**Source passage:**
####

Modern computers and programming languages make available $100000$ **unicode** characters covering the alphabets around the world. **ASCII** (American Standard Code for Information Interchange) comprises a subset of $256$ characters. This subset is sufficient for communicating in most European languages, so we will restrict ourselves to using ASCII characters only.   

Python has built-in commands `chr` and `ord`for converting between code numbers (here in the interval &nbsp;$[0,255]$&nbsp;) and characters. 

**Note.** The character encoding in python only  corresponds  exactly to ASCII encoding over the first 128 characters. For simplicity here we refer to the encoding of the first 256 characters as **ASCII**. 

In [None]:
chr(65)

In [None]:
ord('A')

In order to help us convert messages (i.e. strings of characters) to integers and back we will also be interested in the binary representation of characters. 

In [None]:
bin(ord('A'))

Well yes: we need to get rid of `'0b'` at the start. 

In [None]:
bin(ord('A'))[2:]

Now let's get an overview of the characters that will be available to us. We print below the numbers `0` to `255` in the first column, then the binary representation and the character itself in the next two columns. Note that when the third column is empty this means either that we have the space  `' '` in the case of number `32`, or  otherwise that the associated 'character' is a special non-printing character. For example `7` stands for the `'bell'` which can be used to make your computer beep in some way.     

In [None]:
print("ASCII   Binary ASCII   Character")
print("=====   ============   =========")
for n in range(0,256):
    n_bin = bin(n)[2:]
    n_char = chr(n)
    print("{:8s}{:15s}{:s}".format(str(n),n_bin, n_char))

Note that the binary string representations are of variable length. For the purpose of coding 
and decoding it will be useful to have all representations of the same (i.e. maximal) length 8. The function `char_to_byte` below does just that. 


In [None]:
def char_to_byte(char): 
    """
    Returns the 8 bit binary representation (padded with 
    leading zeros when necessary) of ord(char), i.e. of 
    the order of the input character char. 
    """
    byte_string = bin(ord(char))[2:]            # The order of char as a binary string 
    num_zeros = 8 - len(byte_string)            # The number of zeros needed to pad out byte_string
    byte_string = '0' * num_zeros + byte_string # Now pad out byte_string with num_zeros many zeros
                                                # to obtain the 8-bit binary representation
    return byte_string  

Let's now check the result on all the ASCII characters. (But we'll avoid all the initial special characters by starting at $32$ this time.) Let's also check in an extra column (labelled `Check`) that we are able to convert the $8$ character binary string back to the original integer. For this we use python's inbuilt function `int(b,2)` where `b` is a binary string and the `2` instructs the function that the string is binary.  

In [None]:
print("ASCII   Binary ASCII   Character   Check")
print("=====   ============   =========   =====")

for n in range(32,256):
    n_char = chr(n)
    n_bin = char_to_byte(n_char)
    n_result = int(n_bin,2)
    print("{:7s} {:14s} {:11s} {}".format(str(n),n_bin, n_char, n_result))

We now encode any message (in the from of a string of characters) using the $8$ bit binary string representation of each symbol in the message. To do this we simply concatenate the binary string representations with a leading '1'. We then convert this binary string into a decimal integer that is unique to this message.  (Make sure that you understand why.)

####

**Supplied data:**
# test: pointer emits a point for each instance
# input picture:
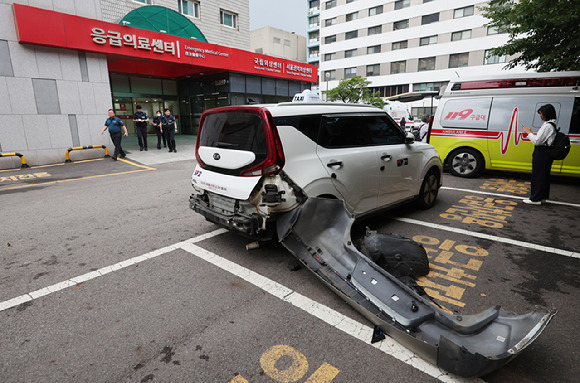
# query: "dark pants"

####

**Aim of the exercise:**
Can you extract the part of the passage on ASCII encoding starting with "Now let's get" and going on through "in some way.", copied word for word?

**Exercise result:**
Now let's get an overview of the characters that will be available to us. We print below the numbers `0` to `255` in the first column, then the binary representation and the character itself in the next two columns. Note that when the third column is empty this means either that we have the space  `' '` in the case of number `32`, or  otherwise that the associated 'character' is a special non-printing character. For example `7` stands for the `'bell'` which can be used to make your computer beep in some way.